Requirements: Extract every item below word for word, leaving out the pictures.

## Start

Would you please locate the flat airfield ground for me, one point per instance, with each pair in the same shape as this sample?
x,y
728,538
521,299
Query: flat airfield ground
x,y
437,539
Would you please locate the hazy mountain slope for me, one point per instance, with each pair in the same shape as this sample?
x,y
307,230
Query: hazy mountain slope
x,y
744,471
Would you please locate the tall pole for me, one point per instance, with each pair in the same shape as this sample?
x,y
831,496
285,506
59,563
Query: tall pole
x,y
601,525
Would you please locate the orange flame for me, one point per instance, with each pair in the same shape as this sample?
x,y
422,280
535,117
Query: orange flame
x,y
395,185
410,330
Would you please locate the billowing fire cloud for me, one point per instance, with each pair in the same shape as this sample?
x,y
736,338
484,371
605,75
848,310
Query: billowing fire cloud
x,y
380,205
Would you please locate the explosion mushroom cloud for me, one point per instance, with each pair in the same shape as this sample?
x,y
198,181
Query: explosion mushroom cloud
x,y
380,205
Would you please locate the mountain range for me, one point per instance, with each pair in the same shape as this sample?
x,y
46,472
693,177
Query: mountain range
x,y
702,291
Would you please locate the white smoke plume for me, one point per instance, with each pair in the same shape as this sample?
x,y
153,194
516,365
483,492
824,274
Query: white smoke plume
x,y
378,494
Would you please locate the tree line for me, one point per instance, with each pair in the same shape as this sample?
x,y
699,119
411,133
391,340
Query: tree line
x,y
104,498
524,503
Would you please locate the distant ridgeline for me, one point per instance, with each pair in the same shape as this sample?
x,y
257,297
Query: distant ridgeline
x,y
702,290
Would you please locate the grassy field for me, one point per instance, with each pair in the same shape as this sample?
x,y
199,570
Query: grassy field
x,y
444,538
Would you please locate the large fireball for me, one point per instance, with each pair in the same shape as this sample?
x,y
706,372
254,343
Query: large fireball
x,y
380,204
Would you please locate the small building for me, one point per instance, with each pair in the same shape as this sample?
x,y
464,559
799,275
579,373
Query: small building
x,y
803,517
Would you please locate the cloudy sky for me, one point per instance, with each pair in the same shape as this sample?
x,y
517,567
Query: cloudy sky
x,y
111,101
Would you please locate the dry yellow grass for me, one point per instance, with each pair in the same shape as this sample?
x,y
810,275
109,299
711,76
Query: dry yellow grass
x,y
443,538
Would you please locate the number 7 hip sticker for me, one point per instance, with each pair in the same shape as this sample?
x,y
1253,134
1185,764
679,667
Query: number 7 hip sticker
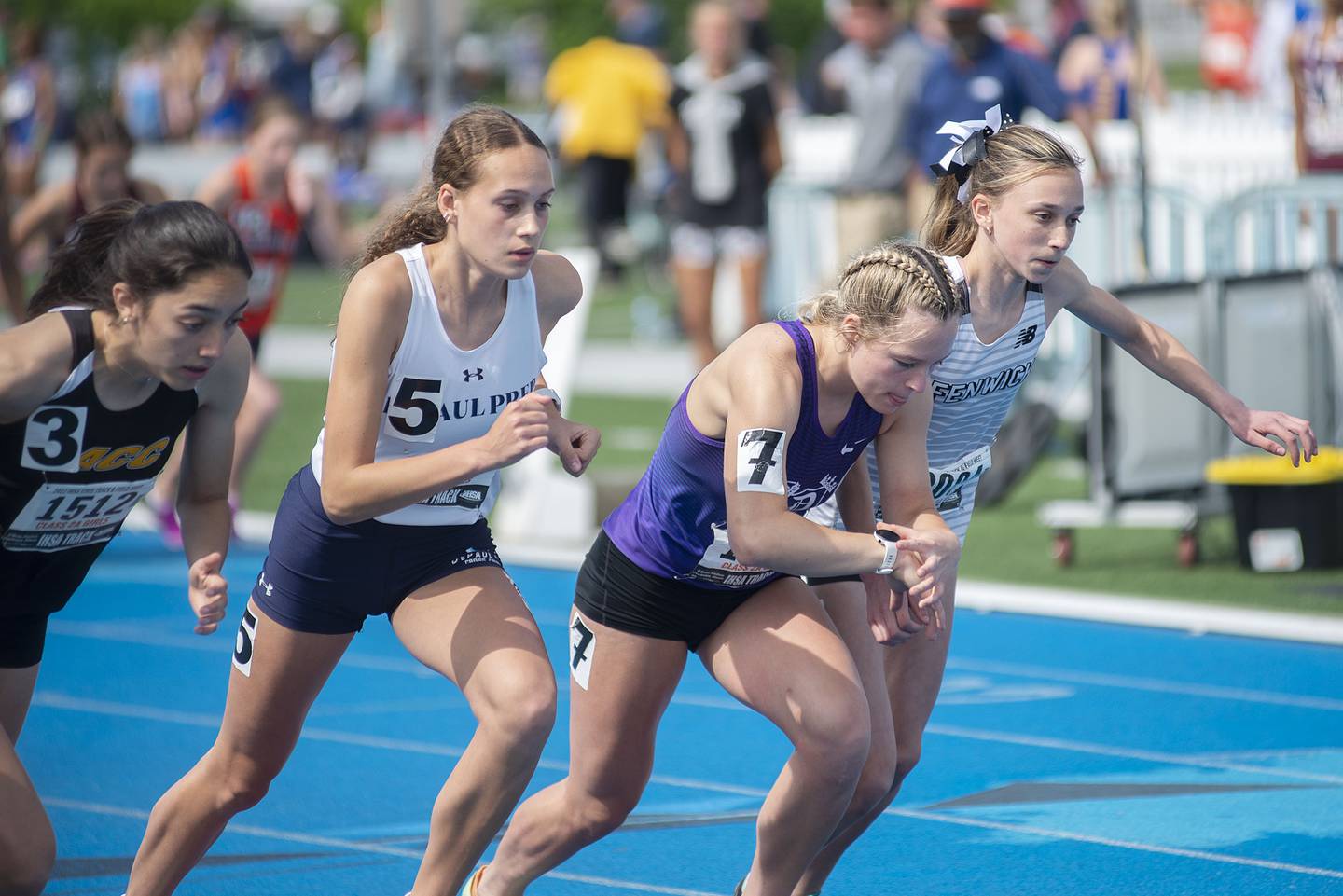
x,y
582,645
760,461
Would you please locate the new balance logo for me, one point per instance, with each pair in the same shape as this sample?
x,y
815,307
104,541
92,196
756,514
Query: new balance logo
x,y
1025,338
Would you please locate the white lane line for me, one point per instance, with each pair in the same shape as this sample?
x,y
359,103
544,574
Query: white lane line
x,y
1120,844
1125,752
52,700
128,633
754,792
1158,685
353,845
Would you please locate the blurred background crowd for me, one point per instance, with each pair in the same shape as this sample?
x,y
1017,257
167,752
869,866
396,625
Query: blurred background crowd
x,y
722,158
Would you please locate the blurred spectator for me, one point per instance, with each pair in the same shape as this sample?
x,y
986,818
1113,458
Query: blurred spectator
x,y
140,86
339,86
1067,21
640,23
1279,19
292,72
976,72
755,21
724,146
183,70
28,109
220,101
475,57
11,281
390,93
812,93
1315,60
1102,67
103,163
607,96
878,73
1225,48
524,50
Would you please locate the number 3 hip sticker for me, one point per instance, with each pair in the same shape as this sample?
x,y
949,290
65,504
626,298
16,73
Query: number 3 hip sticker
x,y
760,469
52,438
582,645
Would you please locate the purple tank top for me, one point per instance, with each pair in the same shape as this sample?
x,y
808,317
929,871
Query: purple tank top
x,y
673,524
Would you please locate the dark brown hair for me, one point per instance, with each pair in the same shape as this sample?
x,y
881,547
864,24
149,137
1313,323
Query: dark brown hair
x,y
152,249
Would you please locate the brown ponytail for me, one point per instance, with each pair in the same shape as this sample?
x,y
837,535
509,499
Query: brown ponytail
x,y
152,249
469,137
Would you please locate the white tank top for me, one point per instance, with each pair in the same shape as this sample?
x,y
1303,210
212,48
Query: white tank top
x,y
441,395
973,390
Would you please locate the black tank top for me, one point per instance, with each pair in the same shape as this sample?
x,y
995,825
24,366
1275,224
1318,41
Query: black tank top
x,y
73,469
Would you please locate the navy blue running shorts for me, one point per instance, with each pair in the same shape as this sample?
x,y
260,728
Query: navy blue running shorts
x,y
325,578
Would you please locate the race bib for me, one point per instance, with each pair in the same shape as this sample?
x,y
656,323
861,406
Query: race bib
x,y
948,482
720,566
467,496
69,515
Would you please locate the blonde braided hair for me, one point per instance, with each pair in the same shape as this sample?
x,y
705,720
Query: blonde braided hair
x,y
879,285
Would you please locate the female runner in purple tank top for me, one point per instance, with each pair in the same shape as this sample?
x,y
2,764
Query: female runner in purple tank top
x,y
763,434
1006,211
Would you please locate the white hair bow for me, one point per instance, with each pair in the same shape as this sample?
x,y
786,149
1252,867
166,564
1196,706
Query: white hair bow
x,y
967,149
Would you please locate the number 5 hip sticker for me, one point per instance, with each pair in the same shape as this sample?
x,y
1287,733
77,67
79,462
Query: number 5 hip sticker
x,y
246,641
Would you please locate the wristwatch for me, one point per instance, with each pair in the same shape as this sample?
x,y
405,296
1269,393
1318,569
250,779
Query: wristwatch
x,y
887,539
551,393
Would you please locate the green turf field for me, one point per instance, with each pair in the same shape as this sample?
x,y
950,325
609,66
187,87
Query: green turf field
x,y
1004,543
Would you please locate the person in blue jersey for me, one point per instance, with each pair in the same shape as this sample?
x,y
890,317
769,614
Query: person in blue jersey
x,y
705,552
128,340
436,386
1009,201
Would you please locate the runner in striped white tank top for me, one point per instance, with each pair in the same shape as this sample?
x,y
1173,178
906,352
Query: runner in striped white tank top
x,y
1007,206
436,386
973,390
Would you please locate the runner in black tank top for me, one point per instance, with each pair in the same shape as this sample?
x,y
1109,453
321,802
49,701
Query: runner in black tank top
x,y
70,473
141,341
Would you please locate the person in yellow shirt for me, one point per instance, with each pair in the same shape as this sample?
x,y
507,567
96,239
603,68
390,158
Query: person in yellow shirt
x,y
607,96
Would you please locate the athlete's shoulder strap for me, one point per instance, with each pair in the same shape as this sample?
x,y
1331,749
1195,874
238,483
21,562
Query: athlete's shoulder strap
x,y
79,320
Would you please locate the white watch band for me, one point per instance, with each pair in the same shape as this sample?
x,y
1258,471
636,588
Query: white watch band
x,y
888,563
551,393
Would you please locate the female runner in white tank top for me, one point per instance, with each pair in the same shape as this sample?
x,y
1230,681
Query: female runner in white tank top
x,y
436,386
1006,210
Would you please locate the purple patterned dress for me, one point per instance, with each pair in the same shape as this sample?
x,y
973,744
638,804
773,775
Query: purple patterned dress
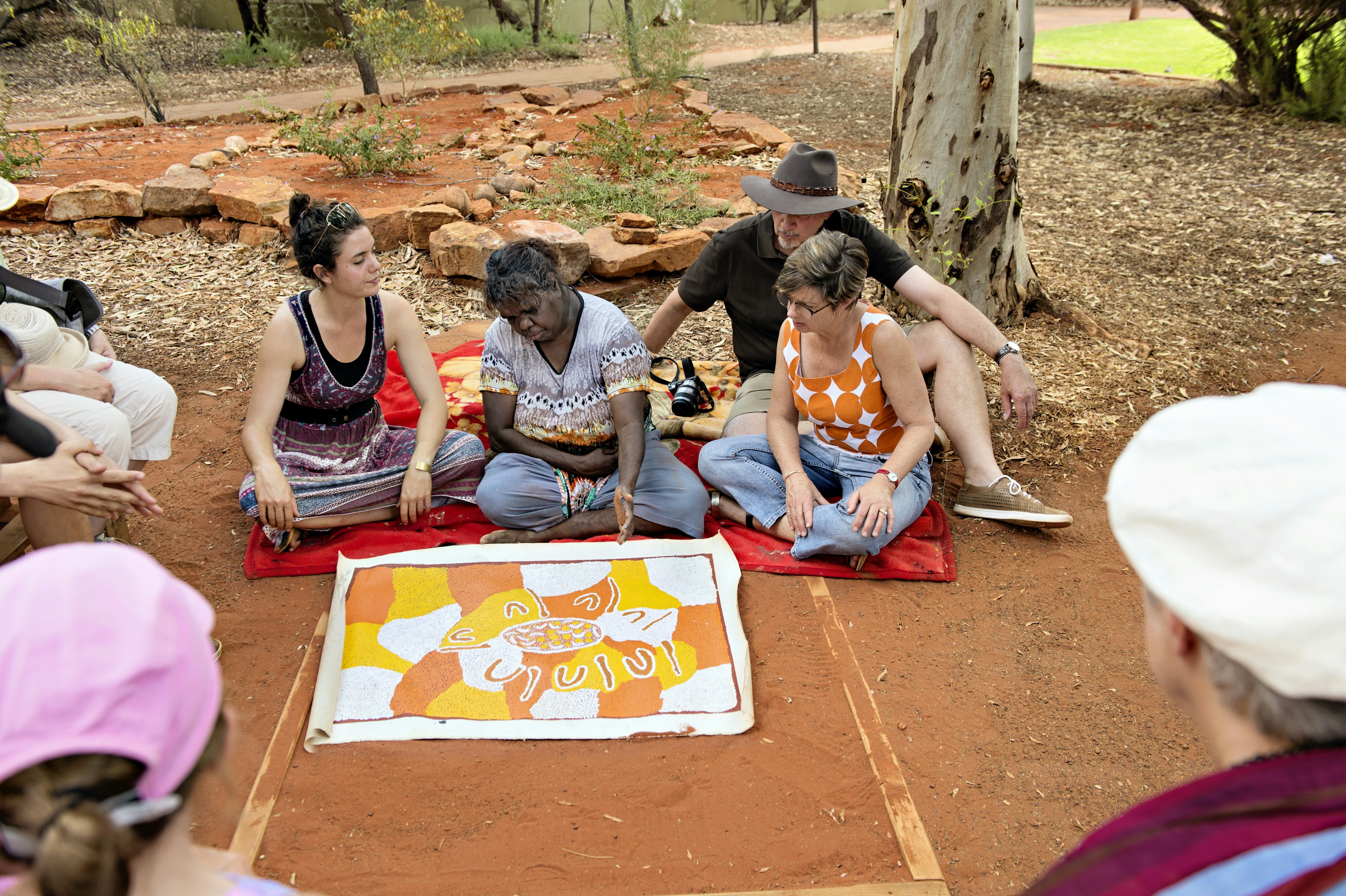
x,y
349,464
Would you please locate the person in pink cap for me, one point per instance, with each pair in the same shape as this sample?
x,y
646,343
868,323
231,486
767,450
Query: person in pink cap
x,y
109,713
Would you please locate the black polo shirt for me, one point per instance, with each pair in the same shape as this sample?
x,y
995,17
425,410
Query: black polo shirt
x,y
741,264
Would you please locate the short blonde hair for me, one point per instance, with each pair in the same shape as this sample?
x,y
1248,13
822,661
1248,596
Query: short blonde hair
x,y
831,263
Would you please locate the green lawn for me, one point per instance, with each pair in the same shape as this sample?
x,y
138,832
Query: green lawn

## End

Full output:
Would you please locate the flat airfield ground for me, one point per instance, with each pair in the same shape as this sample?
x,y
728,538
521,299
Query: flat airfield ground
x,y
437,539
Would you please locate the hazy mountain slope for me, one point per instance, with each pair in the same shape as this sample?
x,y
307,230
Query: hazy mountain slope
x,y
744,471
Would you please locate the tall pole for me, one point per instance, with each pair in the same shape as this sample?
x,y
831,496
285,506
59,563
Query: tall pole
x,y
601,525
Would you please locate the orange flame for me, one point per instance, with each pair in the same shape as this sample?
x,y
422,280
535,117
Query: orange flame
x,y
395,185
410,330
Would you please locate the billowing fire cloud for me, one point per instance, with each pair in the same shape as this sample?
x,y
736,338
484,371
605,75
848,310
Query: billowing fire cloud
x,y
380,205
Would you please locate the explosion mushroom cloud for me, one point per instance, with each pair in the same shape as this sample?
x,y
198,181
Query: explosion mushroom cloud
x,y
380,205
Would you please locate the mountain range for me, one point per instance, with each pair in the same shape as this sample?
x,y
46,472
693,177
Query: mountain range
x,y
702,291
Would you please locate the white smoke plume for me, one point per instance, with each pair in the same shape as this sample?
x,y
153,194
516,365
483,492
824,274
Query: white smoke plume
x,y
378,494
Would you please locate the tree line for me, one point per instance, with each pair in the same shape as this sample?
x,y
699,119
411,133
391,340
Query: tree line
x,y
104,498
524,503
Would you please locate the distant ridgeline for me, one point per instance, with each pair in the same shape as this sample?
x,y
257,297
Query: distant ridgeline
x,y
702,290
Would you please locate the grassy field for me, one point per instance, with each pair in the same shape as this sample?
x,y
199,570
Query: grassy field
x,y
444,538
Would you please locate the large fireball for me, one point per instance, with each pair in the same shape as this sample?
x,y
706,372
254,343
Query: large fireball
x,y
380,204
Would you please locate the small building for me, one point per instance, with each pair in the same shape as this sample?
x,y
464,559
799,275
579,373
Query: small building
x,y
803,517
Would you please locate the cloudy sky for me, one point per instance, with each pair in the same shape as this sample?
x,y
517,567
Query: cloudy sky
x,y
111,101
Would you please locate the dry yellow grass for me, one point per instance, with each pair in the same shape as this sample?
x,y
810,275
109,299
711,76
Query: dry yellow grass
x,y
443,538
Would you please locate the number 7 hip sticker for me, one point per instance, with each pair in the same shape as this sample?
x,y
1253,134
1185,764
679,667
Query: number 7 hip sticker
x,y
582,645
760,461
Would you please locate the new balance logo for me, one point per instance, with each pair in the same shape as this sample?
x,y
815,307
104,541
92,196
756,514
Query: new balance logo
x,y
1025,338
Would you please locate the white lane line for me, one point per instance, with each pair in the same shape as this sample?
x,y
359,103
544,574
Query: white lane line
x,y
1120,844
1125,752
52,700
128,633
754,792
1158,685
353,845
Would you please locate the blurred background crowd for me, one point per instance, with each pair in the same shape as this sample?
x,y
1017,257
167,752
869,866
396,625
Query: blurred background crowd
x,y
722,158
Would you please locate the blurred spectator for me, one point per instance, with each pair in the same shape as this sample?
x,y
986,818
1113,458
Query: blurred spectator
x,y
140,86
339,86
1067,21
640,23
1279,19
292,72
976,72
755,21
724,146
183,70
28,109
220,101
475,57
11,281
390,93
812,93
1315,60
1102,67
103,163
607,96
878,73
1225,48
524,50
Would you please locate the number 3 hip sticker for me, one point per instance, with each pair in the same shape as this sample?
x,y
949,290
65,504
626,298
16,73
Query: number 3 hip sticker
x,y
760,469
52,438
582,645
Would you please locate the purple tank top for me, one point per instance, with each pair in the same shape as this sample?
x,y
808,317
929,871
Query: purple tank top
x,y
673,524
Would you please locate the dark brown hair for me, one point per instance, with each pair in the same shape as this sample?
x,y
881,547
864,24
149,137
1313,323
Query: dark brown hair
x,y
152,249
Would you please locate the brown ponytail for me, one point per instance, with each pair in the same shape as this sample?
x,y
837,535
509,499
Query: brown ponytail
x,y
152,249
469,137
Would you please locate the white tank top for me, one point per instance, with each pair in the same shape as this sample?
x,y
1303,210
212,48
Query: white tank top
x,y
441,395
973,390
Would you please locate the black tank top for me, one point per instance, with each pair in the same shape as this sample?
x,y
995,825
24,366
1275,224
1318,41
Query: black tank top
x,y
73,469
Would you please locate the navy blue running shorts for me, one point per instance, with each pair in the same shape as this sample?
x,y
260,728
Query: navy blue running shorts
x,y
325,578
Would you please locate the race bib for me, one point per instance, with each pair in the same shape as this sample?
x,y
656,323
861,406
Query: race bib
x,y
948,482
720,566
467,496
69,515
Would you please locate the blonde braided hair for me, one point per instance, with each pair in the same shape as this sample?
x,y
705,720
Query: blonde braided hair
x,y
879,285
Would you please locate the female runner in purple tank top for me, one point per instance, with each pair in the same shape as this sample?
x,y
2,764
Query: female runner in purple tank top
x,y
763,434
1006,211
Would you please locate the white hair bow for me, one point per instance, with each pair in the same shape as this sample?
x,y
786,149
1252,867
166,564
1196,706
Query: white hair bow
x,y
967,149
Would you please locate the number 5 hip sticker for me, one point per instance, with each pair in the same shape as this sample?
x,y
1287,733
77,67
79,462
Query: number 5 hip sticker
x,y
246,641
Would you please locate the wristwatch for me, one point per instance, with each pair in the same shape as this sample?
x,y
405,296
1269,393
1318,569
250,779
Query: wristwatch
x,y
887,539
551,393
Would you please locate the green turf field for me, one point per instance, with each pair in the same shape as this sample?
x,y
950,325
609,66
187,87
Query: green turf field
x,y
1004,543
Would you please locate the person in blue jersey for me, one point per instance, with each pair in the same shape as this sample?
x,y
890,317
769,614
Query: person in blue jersey
x,y
705,552
128,340
436,386
1009,201
Would you please locate the runner in striped white tank top for me, one point per instance, with each pair in the same shape as this sample?
x,y
1173,178
906,352
Query: runner in striped white tank top
x,y
1007,206
436,386
973,390
Would you please locate the runner in black tank top for me, one point per instance, with each pair in the same shape as this sample?
x,y
1109,453
321,802
49,701
Query: runner in black tank top
x,y
70,473
141,341
Would you please locate the person in yellow shirt for me, one point per instance, with each pair in the same shape as this sample?
x,y
507,567
96,239
603,68
390,158
Query: person in yellow shirt
x,y
607,96
Would you please locate the athlete's shoulder strap for me, one point per instance, with each pair in the same shape as this sample?
x,y
1331,749
1195,874
238,483
21,562
Query: athlete's shoulder strap
x,y
79,320
Would you please locate the white watch band for me, one point per instance, with each pair in the same shape as this sample?
x,y
1258,471
636,588
Query: white watch band
x,y
888,563
551,393
Would you please locate the female runner in white tank top for me, one point per instance, with each pair in the same shape as this sample?
x,y
1230,681
Query: female runner in white tank top
x,y
436,386
1006,210
Would you please locate the purple patterned dress for me, one point per instance, with each pair in the same shape as this sample?
x,y
973,744
638,804
773,775
Query: purple patterned dress
x,y
349,464
Would you please locate the person in pink cap for me, one point per instance, with each pair in the same shape as this sample?
x,y
646,343
868,323
231,486
767,450
Query: person in pink cap
x,y
109,713
Would you please locate the black polo shirt for me, one point per instance, with each pair in the same shape as this sample?
x,y
995,17
425,410
Query: black polo shirt
x,y
741,264
Would you please locate the short blonde hair for me, one point per instance, with each pair in the same shape as this sample?
x,y
1248,13
822,661
1248,596
Query: short blonde hair
x,y
831,263
Would you please locate the green lawn for me, one point per instance, with each pair in the same shape as this sample?
x,y
138,832
Query: green lawn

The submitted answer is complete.